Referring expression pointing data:
•••
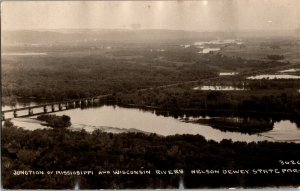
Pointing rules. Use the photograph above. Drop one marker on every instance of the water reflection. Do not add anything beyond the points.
(118, 119)
(273, 76)
(218, 88)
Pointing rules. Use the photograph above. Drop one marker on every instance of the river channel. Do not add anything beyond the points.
(116, 119)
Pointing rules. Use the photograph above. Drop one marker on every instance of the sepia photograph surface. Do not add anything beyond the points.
(150, 94)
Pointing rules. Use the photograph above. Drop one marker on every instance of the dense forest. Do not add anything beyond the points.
(65, 150)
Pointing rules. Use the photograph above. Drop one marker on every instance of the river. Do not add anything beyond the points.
(118, 119)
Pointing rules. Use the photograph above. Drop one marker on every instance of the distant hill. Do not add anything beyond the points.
(119, 35)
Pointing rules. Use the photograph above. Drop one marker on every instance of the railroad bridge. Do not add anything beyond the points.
(61, 105)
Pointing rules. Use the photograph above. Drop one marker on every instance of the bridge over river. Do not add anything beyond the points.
(54, 106)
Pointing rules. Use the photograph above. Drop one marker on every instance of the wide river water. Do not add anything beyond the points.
(117, 119)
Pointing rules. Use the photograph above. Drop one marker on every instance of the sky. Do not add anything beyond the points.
(201, 15)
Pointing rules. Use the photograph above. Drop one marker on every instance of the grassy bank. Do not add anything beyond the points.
(64, 150)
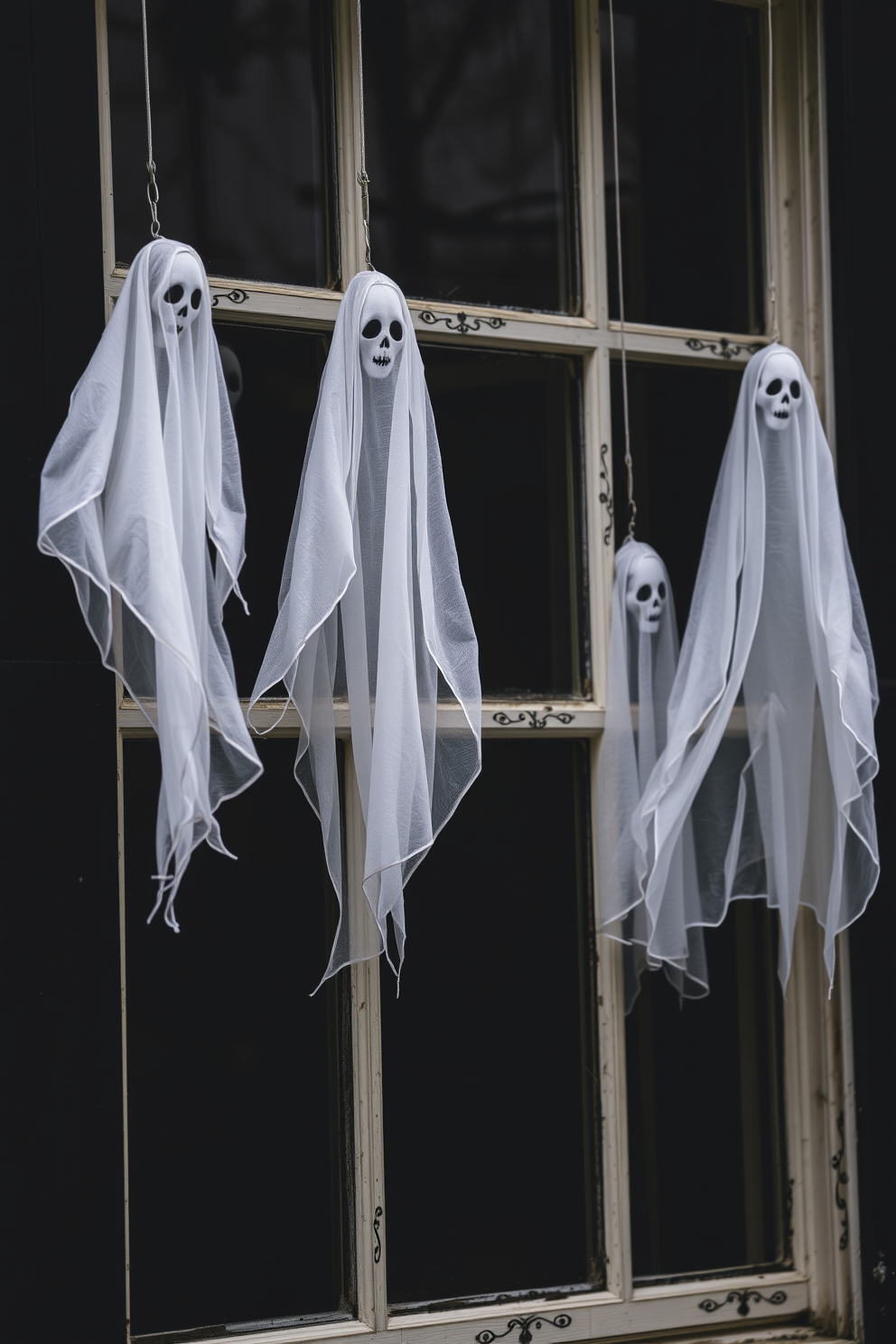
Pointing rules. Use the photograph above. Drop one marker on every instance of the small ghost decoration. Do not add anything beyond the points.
(779, 388)
(382, 332)
(644, 655)
(647, 593)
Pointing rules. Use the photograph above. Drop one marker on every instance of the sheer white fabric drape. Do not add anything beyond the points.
(144, 470)
(371, 605)
(644, 656)
(770, 751)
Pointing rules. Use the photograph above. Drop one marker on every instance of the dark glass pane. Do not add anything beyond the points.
(509, 434)
(469, 149)
(689, 110)
(277, 374)
(237, 1098)
(490, 1070)
(242, 134)
(705, 1125)
(678, 424)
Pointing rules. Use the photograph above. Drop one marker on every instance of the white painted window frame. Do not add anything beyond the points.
(818, 1076)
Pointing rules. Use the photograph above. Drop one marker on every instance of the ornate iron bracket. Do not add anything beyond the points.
(378, 1249)
(463, 322)
(744, 1297)
(723, 349)
(841, 1179)
(535, 716)
(234, 296)
(606, 493)
(526, 1324)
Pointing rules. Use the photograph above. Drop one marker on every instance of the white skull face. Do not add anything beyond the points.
(647, 593)
(382, 331)
(779, 388)
(182, 302)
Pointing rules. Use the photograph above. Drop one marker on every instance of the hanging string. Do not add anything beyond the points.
(633, 507)
(152, 190)
(363, 181)
(772, 294)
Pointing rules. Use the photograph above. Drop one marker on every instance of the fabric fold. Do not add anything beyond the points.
(770, 754)
(144, 470)
(371, 606)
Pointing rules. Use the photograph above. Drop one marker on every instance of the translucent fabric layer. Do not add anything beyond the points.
(771, 741)
(644, 656)
(144, 470)
(371, 605)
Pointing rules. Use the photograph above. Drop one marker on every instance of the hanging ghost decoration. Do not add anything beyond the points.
(644, 656)
(144, 471)
(771, 718)
(371, 605)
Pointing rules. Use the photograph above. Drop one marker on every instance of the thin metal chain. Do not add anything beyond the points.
(152, 190)
(772, 294)
(633, 507)
(363, 181)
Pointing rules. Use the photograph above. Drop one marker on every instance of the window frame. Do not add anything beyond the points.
(819, 1115)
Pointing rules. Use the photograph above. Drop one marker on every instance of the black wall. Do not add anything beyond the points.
(62, 1197)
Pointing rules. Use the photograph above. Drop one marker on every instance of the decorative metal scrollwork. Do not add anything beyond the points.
(744, 1297)
(526, 1324)
(841, 1179)
(378, 1249)
(606, 493)
(463, 322)
(722, 347)
(234, 296)
(537, 718)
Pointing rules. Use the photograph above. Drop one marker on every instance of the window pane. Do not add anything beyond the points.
(678, 425)
(705, 1125)
(278, 372)
(490, 1070)
(469, 149)
(509, 435)
(242, 134)
(689, 112)
(237, 1134)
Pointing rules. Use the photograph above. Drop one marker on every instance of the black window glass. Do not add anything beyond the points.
(237, 1098)
(509, 432)
(678, 426)
(490, 1070)
(689, 113)
(242, 134)
(273, 377)
(469, 149)
(705, 1126)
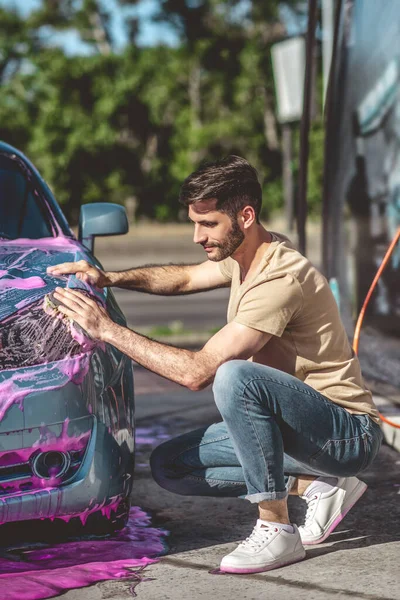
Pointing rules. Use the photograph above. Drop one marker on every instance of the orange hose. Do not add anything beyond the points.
(366, 301)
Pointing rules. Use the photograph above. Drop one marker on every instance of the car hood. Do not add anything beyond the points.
(23, 277)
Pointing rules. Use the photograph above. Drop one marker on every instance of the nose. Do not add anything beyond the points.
(199, 236)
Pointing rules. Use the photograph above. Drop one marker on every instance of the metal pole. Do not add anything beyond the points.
(305, 127)
(287, 172)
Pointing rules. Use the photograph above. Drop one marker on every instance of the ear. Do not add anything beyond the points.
(247, 217)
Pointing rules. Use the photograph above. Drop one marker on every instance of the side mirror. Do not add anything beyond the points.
(101, 218)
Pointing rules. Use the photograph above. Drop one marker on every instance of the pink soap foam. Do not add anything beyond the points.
(43, 378)
(30, 283)
(47, 572)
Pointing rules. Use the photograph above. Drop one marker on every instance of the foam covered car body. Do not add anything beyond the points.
(66, 402)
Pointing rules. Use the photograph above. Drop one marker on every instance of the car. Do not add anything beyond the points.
(67, 434)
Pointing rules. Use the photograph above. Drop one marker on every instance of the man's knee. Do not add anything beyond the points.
(229, 381)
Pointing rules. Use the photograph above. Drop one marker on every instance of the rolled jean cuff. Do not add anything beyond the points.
(261, 497)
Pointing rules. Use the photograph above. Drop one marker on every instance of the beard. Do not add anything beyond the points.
(228, 247)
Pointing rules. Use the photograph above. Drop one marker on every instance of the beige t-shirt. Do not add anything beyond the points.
(288, 298)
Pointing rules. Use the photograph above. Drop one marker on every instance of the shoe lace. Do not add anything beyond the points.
(258, 537)
(311, 504)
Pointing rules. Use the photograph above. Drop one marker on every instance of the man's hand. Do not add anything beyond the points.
(82, 270)
(86, 312)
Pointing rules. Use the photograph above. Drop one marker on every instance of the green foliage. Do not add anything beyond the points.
(111, 124)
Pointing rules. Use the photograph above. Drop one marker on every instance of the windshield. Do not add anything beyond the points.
(22, 213)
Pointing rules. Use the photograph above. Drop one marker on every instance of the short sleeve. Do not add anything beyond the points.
(226, 268)
(270, 305)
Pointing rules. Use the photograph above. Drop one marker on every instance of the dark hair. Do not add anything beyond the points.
(232, 181)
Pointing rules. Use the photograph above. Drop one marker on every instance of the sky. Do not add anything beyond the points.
(149, 34)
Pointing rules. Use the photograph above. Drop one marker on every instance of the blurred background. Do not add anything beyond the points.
(120, 100)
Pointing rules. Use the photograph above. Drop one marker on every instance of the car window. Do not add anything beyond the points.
(21, 211)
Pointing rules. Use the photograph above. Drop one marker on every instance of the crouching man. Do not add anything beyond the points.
(296, 415)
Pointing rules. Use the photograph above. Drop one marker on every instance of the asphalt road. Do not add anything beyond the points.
(359, 560)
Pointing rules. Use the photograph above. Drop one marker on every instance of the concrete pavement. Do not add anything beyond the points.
(360, 559)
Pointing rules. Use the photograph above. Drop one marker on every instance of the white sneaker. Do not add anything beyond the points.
(327, 505)
(268, 547)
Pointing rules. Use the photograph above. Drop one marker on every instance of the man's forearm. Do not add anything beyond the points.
(190, 369)
(165, 280)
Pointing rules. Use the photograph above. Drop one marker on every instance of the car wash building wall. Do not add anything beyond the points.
(362, 158)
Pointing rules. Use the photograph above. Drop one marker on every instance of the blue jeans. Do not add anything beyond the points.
(274, 428)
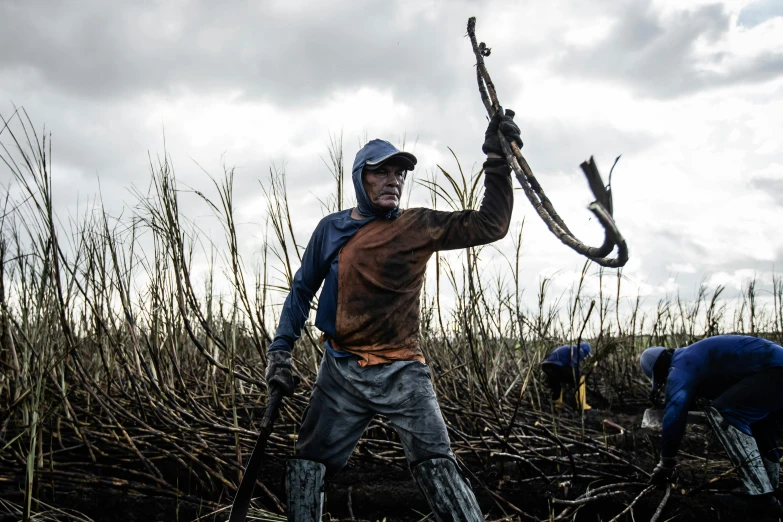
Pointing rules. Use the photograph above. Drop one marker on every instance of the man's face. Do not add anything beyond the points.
(384, 185)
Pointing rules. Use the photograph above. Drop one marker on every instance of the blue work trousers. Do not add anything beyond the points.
(345, 398)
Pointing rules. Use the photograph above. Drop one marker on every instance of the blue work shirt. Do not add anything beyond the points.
(319, 265)
(708, 368)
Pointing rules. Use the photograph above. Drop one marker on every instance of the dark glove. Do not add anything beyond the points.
(663, 472)
(503, 121)
(279, 372)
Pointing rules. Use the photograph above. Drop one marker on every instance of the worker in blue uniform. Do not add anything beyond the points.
(742, 376)
(562, 370)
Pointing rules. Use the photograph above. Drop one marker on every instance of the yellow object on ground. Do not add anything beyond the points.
(581, 395)
(559, 401)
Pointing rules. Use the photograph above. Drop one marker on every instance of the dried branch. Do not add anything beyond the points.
(602, 207)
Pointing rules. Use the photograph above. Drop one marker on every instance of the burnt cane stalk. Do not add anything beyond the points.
(601, 207)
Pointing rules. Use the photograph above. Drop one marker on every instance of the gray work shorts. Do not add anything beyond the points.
(345, 398)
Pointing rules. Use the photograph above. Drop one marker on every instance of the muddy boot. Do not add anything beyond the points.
(744, 454)
(773, 472)
(446, 491)
(304, 483)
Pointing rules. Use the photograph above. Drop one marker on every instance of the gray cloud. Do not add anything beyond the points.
(114, 50)
(759, 12)
(657, 56)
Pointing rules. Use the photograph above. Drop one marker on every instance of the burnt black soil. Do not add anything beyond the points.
(374, 492)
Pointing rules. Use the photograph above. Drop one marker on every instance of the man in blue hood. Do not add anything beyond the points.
(743, 377)
(371, 260)
(562, 370)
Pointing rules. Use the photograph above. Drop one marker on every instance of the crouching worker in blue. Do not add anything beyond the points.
(743, 377)
(562, 370)
(372, 260)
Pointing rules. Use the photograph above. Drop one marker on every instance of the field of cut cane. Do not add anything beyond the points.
(131, 390)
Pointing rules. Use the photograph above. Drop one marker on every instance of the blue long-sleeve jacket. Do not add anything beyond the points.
(708, 368)
(319, 265)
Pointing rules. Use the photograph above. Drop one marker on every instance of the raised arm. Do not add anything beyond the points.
(452, 230)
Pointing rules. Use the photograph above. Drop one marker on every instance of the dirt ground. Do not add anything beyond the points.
(388, 492)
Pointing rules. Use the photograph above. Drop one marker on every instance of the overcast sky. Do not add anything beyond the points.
(690, 96)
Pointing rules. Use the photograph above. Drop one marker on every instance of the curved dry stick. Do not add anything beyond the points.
(601, 207)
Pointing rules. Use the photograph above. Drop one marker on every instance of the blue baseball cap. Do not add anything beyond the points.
(374, 155)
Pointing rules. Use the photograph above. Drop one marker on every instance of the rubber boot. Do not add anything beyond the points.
(446, 491)
(304, 483)
(581, 395)
(744, 454)
(773, 471)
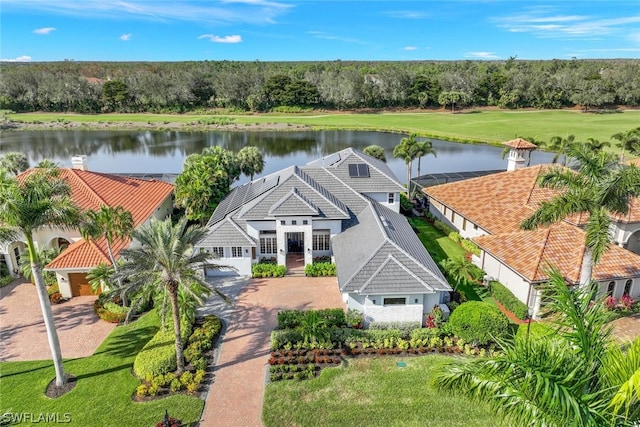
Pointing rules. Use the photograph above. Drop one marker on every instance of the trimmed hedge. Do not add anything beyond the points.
(320, 269)
(505, 297)
(478, 322)
(158, 356)
(268, 270)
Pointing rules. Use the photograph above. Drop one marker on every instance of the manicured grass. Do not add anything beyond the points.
(372, 392)
(491, 126)
(102, 395)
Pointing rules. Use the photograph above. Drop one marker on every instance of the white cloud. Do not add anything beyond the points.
(406, 14)
(544, 23)
(44, 30)
(481, 55)
(230, 11)
(217, 39)
(22, 58)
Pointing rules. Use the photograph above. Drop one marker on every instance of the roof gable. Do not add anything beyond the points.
(294, 204)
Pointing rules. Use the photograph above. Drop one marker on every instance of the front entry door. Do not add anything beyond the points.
(295, 242)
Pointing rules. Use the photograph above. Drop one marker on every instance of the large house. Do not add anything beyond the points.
(145, 199)
(488, 210)
(344, 206)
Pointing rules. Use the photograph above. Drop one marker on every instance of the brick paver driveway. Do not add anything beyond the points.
(235, 397)
(22, 332)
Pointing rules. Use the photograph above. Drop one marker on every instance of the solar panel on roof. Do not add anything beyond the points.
(358, 170)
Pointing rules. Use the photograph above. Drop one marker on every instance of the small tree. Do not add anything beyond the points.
(376, 152)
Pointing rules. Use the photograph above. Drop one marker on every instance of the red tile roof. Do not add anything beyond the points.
(91, 190)
(498, 203)
(530, 253)
(521, 144)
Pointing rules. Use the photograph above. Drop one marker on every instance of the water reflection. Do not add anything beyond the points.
(164, 151)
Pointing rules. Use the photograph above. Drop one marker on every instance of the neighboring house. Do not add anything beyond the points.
(489, 210)
(145, 199)
(299, 213)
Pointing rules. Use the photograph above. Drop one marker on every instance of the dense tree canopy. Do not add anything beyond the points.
(188, 86)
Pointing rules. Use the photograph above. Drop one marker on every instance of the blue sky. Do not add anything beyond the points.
(273, 30)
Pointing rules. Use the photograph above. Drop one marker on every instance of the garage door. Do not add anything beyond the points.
(79, 285)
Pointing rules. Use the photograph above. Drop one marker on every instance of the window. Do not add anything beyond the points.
(268, 245)
(321, 242)
(218, 251)
(610, 288)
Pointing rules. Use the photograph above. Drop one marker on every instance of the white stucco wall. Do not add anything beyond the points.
(383, 199)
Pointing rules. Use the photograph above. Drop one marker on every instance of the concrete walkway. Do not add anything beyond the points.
(22, 332)
(235, 397)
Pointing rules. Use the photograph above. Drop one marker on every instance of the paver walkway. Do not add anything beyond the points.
(235, 397)
(22, 332)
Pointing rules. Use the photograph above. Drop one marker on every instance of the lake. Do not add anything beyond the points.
(165, 151)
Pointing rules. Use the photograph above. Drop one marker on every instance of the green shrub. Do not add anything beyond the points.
(289, 319)
(537, 330)
(469, 246)
(404, 327)
(320, 269)
(158, 356)
(268, 270)
(426, 333)
(442, 227)
(5, 280)
(455, 236)
(478, 322)
(280, 338)
(505, 297)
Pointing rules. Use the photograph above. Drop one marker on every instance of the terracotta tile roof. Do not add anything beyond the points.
(497, 203)
(82, 254)
(521, 144)
(91, 190)
(530, 253)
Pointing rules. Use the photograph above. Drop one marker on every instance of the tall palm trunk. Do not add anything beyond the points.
(47, 313)
(123, 294)
(173, 297)
(586, 270)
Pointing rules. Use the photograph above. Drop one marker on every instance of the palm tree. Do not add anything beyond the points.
(424, 149)
(14, 162)
(109, 223)
(250, 161)
(600, 187)
(166, 260)
(560, 144)
(596, 145)
(407, 150)
(40, 200)
(375, 151)
(556, 380)
(628, 141)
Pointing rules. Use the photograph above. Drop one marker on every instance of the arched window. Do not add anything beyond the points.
(611, 288)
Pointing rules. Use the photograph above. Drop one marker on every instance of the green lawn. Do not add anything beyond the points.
(471, 126)
(105, 385)
(372, 392)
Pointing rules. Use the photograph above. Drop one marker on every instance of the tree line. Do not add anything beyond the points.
(175, 87)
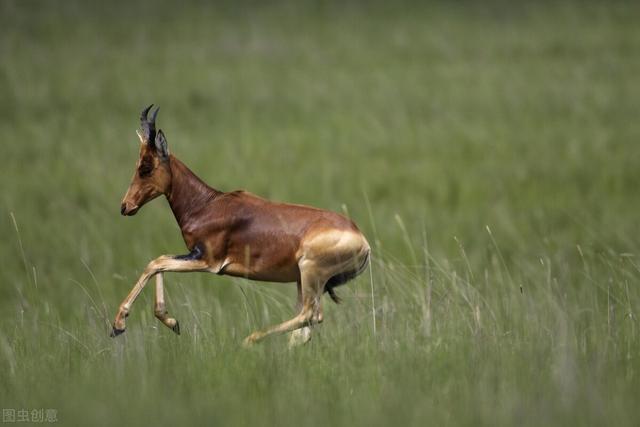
•••
**ASSIGNMENT**
Only the lines from the one containing "lake. Do not add anything beyond the points." through the final line of the entries belong in the copy, both ends included. Pictures stay out.

**ANSWER SPACE**
Pointing rules. Use the photograph above. Drop one marker on every instance of the lake. Do not add anything beyond the points.
(165, 151)
Pointing rules. Use the photograph above. Drop one marker on every instance of the green shrub. Do not add anything beyond the points.
(289, 319)
(537, 330)
(469, 246)
(404, 327)
(320, 269)
(158, 356)
(268, 270)
(426, 333)
(442, 227)
(5, 280)
(455, 236)
(478, 322)
(280, 338)
(505, 297)
Pointing rules. Use the photograph above. Drop one marker on every instance of the terracotta tile roof. Do not add anything beyond the points.
(497, 203)
(82, 254)
(521, 144)
(91, 190)
(530, 253)
Pointing rules. Use the photograph above. Drop one marker on every instance of the tall palm trunk. Do not add anything beyond the points.
(47, 313)
(123, 294)
(173, 297)
(586, 270)
Pointing rules. Use the photograph above. Drop one marker on every instance of the palm tree. Do not add anything beyond the points.
(424, 149)
(14, 162)
(109, 223)
(250, 161)
(600, 187)
(166, 260)
(560, 144)
(596, 145)
(407, 150)
(40, 200)
(375, 151)
(556, 380)
(628, 141)
Pointing rules. Use the photograph above. Drop one marker on every instance of the arched window. Do not add anything beyond the points.
(611, 288)
Pointing rules. Use the photograph above. Drop one marker on every instance of the green lawn. Do not add anything beyond the points.
(471, 126)
(105, 385)
(372, 392)
Pointing rules. Use the photograph above. Drop one marker on every instance of the tree line. Do not add anything beyond the points.
(175, 87)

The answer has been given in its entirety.